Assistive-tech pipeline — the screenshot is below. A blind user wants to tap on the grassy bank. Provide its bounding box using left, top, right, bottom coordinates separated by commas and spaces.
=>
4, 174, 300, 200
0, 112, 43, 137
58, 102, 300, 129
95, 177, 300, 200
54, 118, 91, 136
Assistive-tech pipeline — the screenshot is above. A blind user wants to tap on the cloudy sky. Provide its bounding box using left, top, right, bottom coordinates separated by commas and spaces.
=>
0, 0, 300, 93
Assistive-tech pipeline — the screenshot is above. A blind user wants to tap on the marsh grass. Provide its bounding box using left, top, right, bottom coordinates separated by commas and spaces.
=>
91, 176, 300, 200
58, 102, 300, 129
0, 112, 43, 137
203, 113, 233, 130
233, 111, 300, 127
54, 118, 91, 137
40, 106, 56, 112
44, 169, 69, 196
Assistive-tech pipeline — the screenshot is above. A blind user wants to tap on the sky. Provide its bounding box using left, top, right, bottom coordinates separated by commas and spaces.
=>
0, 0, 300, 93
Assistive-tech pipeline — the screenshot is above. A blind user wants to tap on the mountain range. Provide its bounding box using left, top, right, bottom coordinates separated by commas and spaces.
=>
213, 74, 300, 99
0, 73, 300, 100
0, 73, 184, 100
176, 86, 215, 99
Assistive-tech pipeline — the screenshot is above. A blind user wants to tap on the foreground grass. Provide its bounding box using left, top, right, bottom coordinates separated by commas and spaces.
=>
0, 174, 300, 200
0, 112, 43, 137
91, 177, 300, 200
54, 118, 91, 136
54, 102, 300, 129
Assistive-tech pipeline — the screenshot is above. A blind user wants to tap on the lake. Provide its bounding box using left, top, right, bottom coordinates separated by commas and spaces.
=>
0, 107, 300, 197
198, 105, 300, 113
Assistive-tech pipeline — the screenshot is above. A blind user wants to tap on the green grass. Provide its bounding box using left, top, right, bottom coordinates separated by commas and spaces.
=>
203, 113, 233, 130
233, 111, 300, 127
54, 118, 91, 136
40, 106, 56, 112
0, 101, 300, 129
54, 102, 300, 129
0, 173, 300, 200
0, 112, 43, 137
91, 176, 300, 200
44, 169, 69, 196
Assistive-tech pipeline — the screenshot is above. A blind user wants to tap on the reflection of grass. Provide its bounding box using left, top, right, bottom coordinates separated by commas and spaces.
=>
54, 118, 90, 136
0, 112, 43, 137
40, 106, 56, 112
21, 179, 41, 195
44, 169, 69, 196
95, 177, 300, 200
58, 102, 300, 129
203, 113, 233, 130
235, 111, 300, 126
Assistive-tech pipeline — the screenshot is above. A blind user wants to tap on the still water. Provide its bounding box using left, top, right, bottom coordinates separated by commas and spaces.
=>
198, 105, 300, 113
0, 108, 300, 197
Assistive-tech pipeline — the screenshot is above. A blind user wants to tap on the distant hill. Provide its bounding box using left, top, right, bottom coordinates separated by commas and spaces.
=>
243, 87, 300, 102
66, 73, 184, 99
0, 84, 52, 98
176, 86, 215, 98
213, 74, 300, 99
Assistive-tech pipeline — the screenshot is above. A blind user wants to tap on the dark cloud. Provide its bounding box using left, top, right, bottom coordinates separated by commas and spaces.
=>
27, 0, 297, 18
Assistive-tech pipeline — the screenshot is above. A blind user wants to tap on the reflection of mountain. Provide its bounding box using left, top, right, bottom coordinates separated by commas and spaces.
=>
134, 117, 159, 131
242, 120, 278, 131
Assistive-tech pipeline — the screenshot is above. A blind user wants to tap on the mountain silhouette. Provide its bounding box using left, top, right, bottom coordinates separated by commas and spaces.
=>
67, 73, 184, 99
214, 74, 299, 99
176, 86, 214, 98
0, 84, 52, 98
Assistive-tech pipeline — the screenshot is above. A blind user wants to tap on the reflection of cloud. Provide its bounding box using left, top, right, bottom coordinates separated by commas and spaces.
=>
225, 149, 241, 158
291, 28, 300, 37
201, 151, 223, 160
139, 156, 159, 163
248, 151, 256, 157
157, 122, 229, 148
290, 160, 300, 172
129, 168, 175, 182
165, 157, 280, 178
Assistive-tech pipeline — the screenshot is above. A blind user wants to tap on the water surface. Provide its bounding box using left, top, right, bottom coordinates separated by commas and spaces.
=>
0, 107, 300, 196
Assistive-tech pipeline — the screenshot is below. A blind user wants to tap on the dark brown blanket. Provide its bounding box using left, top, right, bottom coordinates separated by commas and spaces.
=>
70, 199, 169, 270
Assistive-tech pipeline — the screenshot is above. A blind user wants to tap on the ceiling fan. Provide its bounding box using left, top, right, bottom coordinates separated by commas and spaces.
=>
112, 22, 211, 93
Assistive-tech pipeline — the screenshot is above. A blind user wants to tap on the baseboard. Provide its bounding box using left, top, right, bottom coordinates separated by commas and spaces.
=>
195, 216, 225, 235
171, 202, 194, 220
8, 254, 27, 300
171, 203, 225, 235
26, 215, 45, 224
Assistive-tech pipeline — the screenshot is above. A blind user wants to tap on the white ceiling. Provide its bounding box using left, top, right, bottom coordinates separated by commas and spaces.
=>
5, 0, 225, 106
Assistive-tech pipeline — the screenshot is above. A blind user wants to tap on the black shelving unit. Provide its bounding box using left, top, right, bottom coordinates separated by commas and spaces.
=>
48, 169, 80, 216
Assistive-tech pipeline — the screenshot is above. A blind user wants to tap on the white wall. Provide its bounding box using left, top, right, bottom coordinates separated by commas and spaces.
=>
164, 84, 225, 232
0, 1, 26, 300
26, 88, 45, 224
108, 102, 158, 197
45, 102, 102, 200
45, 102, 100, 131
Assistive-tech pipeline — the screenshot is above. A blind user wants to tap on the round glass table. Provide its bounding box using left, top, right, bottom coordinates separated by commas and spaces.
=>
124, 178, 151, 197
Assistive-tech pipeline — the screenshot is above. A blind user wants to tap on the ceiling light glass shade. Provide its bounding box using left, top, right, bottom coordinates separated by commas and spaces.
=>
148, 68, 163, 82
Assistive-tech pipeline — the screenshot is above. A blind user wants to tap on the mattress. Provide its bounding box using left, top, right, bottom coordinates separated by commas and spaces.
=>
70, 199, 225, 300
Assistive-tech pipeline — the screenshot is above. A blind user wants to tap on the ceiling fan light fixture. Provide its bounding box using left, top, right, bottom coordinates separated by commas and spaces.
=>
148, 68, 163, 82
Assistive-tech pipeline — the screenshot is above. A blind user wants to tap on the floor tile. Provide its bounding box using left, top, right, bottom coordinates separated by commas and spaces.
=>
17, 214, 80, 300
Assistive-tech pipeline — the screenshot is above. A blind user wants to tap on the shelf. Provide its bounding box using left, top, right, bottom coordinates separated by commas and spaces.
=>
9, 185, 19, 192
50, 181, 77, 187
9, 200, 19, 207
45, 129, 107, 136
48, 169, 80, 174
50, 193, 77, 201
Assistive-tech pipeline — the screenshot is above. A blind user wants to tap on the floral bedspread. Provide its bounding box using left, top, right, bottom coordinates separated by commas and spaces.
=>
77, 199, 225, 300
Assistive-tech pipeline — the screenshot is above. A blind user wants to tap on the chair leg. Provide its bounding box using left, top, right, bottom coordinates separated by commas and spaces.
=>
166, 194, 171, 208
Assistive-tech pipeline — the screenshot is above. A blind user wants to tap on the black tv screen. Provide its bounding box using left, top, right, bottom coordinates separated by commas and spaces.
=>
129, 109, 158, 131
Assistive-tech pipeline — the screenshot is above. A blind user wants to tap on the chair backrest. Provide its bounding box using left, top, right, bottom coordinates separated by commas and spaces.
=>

________________________

__STATED PROBLEM__
Write out every line of the material again, exactly as it reads.

__RESPONSE FOR THIS EXERCISE__
Assistive-tech pipeline — the screenshot is below. A blind user wants to tap on the grassy bank. Provide its bounding box using left, top, right, bottom coordinates separated by commas and spaces.
=>
4, 174, 300, 200
0, 112, 43, 137
58, 102, 300, 129
95, 177, 300, 200
54, 118, 91, 136
Assistive-tech pipeline — the screenshot is above. A blind user wants to tap on the cloudy sky. Provide its bounding box using left, top, right, bottom coordinates separated by commas and spaces.
=>
0, 0, 300, 93
Assistive-tech pipeline — the screenshot is above. A blind user wants to tap on the marsh grass. Provide its bounding box using left, top, right, bottom coordinates separated by commas and spaces.
=>
91, 176, 300, 200
58, 102, 300, 129
0, 112, 43, 137
203, 113, 233, 130
233, 111, 300, 127
54, 118, 91, 137
40, 106, 56, 112
44, 169, 69, 196
Assistive-tech pipeline — the screenshot is above. A blind user wants to tap on the sky. Provide its bounding box using left, top, right, bottom coordinates separated by commas and spaces.
=>
0, 0, 300, 93
Assistive-tech pipeline — the screenshot is above. A blind user wants to tap on the mountain range. Provide its bounding box using left, top, right, bottom coordinates separated by commas and spaces.
=>
213, 74, 300, 99
0, 73, 300, 100
0, 73, 184, 100
176, 86, 215, 99
Assistive-tech pipeline — the screenshot is above. A blind user wants to tap on the foreground grass. Provide its bounding box using left, top, right, bottom coordinates separated by commas and spaces.
=>
0, 174, 300, 200
0, 112, 43, 137
91, 177, 300, 200
54, 118, 91, 136
54, 102, 300, 129
Assistive-tech pipeline — the screenshot is above. A blind user wants to tap on the lake. Provide its bounding box using left, top, right, bottom coordinates separated by commas and spaces.
=>
0, 107, 300, 197
198, 105, 300, 113
Assistive-tech pipeline — the screenshot is above. A blind user wants to tap on the green grass. Provide its bounding box using left, top, right, bottom coordinates separated by commas and spaces.
=>
203, 113, 233, 130
233, 111, 300, 127
54, 118, 91, 136
40, 106, 56, 112
0, 101, 300, 129
54, 102, 300, 129
0, 173, 300, 200
0, 112, 43, 137
91, 176, 300, 200
44, 169, 69, 196
Assistive-tech pipeline — the screenshot is above. A blind user wants to tap on the reflection of grass. Provide its bounding box using left, top, right, bottom coordinates separated by commas and spaces.
=>
54, 118, 90, 136
0, 112, 43, 137
40, 106, 56, 112
21, 179, 41, 195
44, 169, 69, 196
95, 177, 300, 200
58, 102, 300, 129
203, 113, 233, 130
235, 111, 300, 126
Assistive-tech pipeline — the screenshot is above. A blind user wants to tap on the still water. Provide its bounding box using left, top, right, bottom coordinates separated by commas and spaces.
=>
198, 105, 300, 113
0, 108, 300, 197
Assistive-tech pipeline — the screenshot is above. A blind user wants to tap on the distant hill. Provide its bounding box using left, top, right, bottom coordinates separated by commas and spaces.
=>
243, 87, 300, 102
66, 73, 184, 99
0, 84, 52, 98
176, 86, 215, 98
213, 74, 300, 99
Assistive-tech pipeline — the screenshot is above. A blind user wants to tap on the dark cloud. Provide its bounding box using left, top, right, bottom coordinates separated by commas and spaces.
=>
27, 0, 297, 18
Assistive-tech pipeline — the screenshot is above. A blind user wants to tap on the reflection of mountain. Provide its bounding box using left, top, right, bottom coordinates separated by commas and spaces.
=>
134, 117, 159, 131
242, 120, 278, 131
Assistive-tech pipeline — the screenshot is above. A blind user wants to tap on the mountain silhouette. Provide its bounding box using left, top, right, bottom coordinates separated by commas and spaces.
=>
67, 73, 184, 99
214, 74, 299, 99
176, 86, 214, 98
0, 84, 52, 98
Assistive-tech pipeline — the screenshot is above. A blind user wants to tap on the reflection of cloud. Provide its bounding box using left, top, right, bottom coordinates separated by commas and spaces.
=>
225, 149, 241, 158
291, 28, 300, 37
201, 151, 223, 160
139, 156, 159, 163
248, 151, 256, 157
157, 122, 229, 148
290, 160, 300, 172
129, 168, 175, 182
165, 157, 280, 178
Assistive-tech pipeline — the screenshot is above. A blind user wants to tap on the water surface. Provide its bounding box using left, top, right, bottom coordinates separated by commas and spaces.
=>
0, 107, 300, 196
Assistive-tech pipeline — the screenshot is below. A blind user wants to tap on the dark brown blanket. Provide its bounding box using left, top, right, bottom coordinates separated by commas and spaces.
=>
70, 199, 169, 270
Assistive-tech pipeline — the screenshot is above. A blind user wants to tap on the ceiling fan. Provide its bounding box using left, top, right, bottom coordinates separated by commas and spaces.
=>
112, 22, 211, 93
Assistive-tech pipeline — the screenshot is above. A blind user wants to tap on the baseboard. Provide its bounding box using left, top, right, bottom coordinates separated by commas and spaces.
=>
195, 216, 225, 235
171, 202, 194, 220
8, 254, 27, 300
171, 203, 225, 235
26, 215, 45, 224
Assistive-tech pipeline — the screenshot is above. A blind user wants to tap on the white ceiling. Provide its bounding box using left, top, right, bottom coordinates separated by commas and spaces.
=>
5, 0, 225, 106
Assistive-tech pipeline — the screenshot is above. A blind user wants to tap on the black shelving unit. Provide its bounding box using left, top, right, bottom coordinates separated by commas and spaces.
=>
48, 169, 80, 216
Assistive-tech pipeline — the screenshot is above. A blind user wants to tap on the white wall. Provide its bounding box using left, top, right, bottom coordinates separated by commas and spaces.
=>
164, 84, 225, 232
0, 1, 26, 300
26, 88, 45, 224
108, 102, 158, 197
45, 102, 102, 200
45, 102, 100, 131
Assistive-tech pipeline — the screenshot is above. A blind user wants to tap on the round glass table. Provide its bounding box using left, top, right, bottom coordinates separated by commas and spaces.
=>
124, 178, 151, 197
Assistive-tech pipeline — the screenshot is above. A blind user wants to tap on the ceiling light glass shade. Provide its bounding box using left, top, right, bottom coordinates separated by commas and spaces.
=>
148, 68, 163, 82
Assistive-tech pipeline — the screenshot is above. A blind user wants to tap on the mattress. Provide its bounding box using left, top, right, bottom coordinates separated by commas and spaces.
=>
70, 199, 225, 300
Assistive-tech pipeline — the screenshot is above. A blind user wants to tap on the ceiling fan light fixture. Provide its bounding box using left, top, right, bottom coordinates separated by commas and spaces.
=>
148, 68, 163, 82
Assistive-tech pipeline — the screenshot is above. A blind user wants to tap on the floor tile. Provide its bounding box using left, top, right, bottom coordinates separated by commas and spaces.
=>
17, 214, 80, 300
Assistive-tech pipeline — the screenshot is above. A blind user wants to tap on the shelf. Provide its bounding box using left, top, right, bottom coordinates separated by commas and spaces.
=>
9, 185, 19, 192
50, 181, 77, 187
9, 200, 19, 207
45, 129, 107, 136
48, 169, 80, 174
50, 193, 77, 201
Assistive-tech pipeline — the screenshot is above. A blind user wants to tap on the floral bedspread. Provide its bounding box using left, top, right, bottom coordinates separated by commas and spaces.
=>
77, 199, 225, 300
Assistive-tech pipeline — the screenshot is above. A blind user wants to tap on the chair leg. Provide its bounding box using left, top, right, bottom coordinates separated by commas and spaces.
=>
166, 194, 171, 208
Assistive-tech pipeline — the screenshot is above. A blind user wants to tap on the black tv screen. Provide its bounding box using left, top, right, bottom coordinates separated by commas and spaces.
=>
129, 109, 158, 131
Assistive-tech pipeline — the screenshot is above. A blind user wants to tap on the chair backrest. Provide its bounding box using left, top, right, bottom coordinates separated by commas and spaces.
=>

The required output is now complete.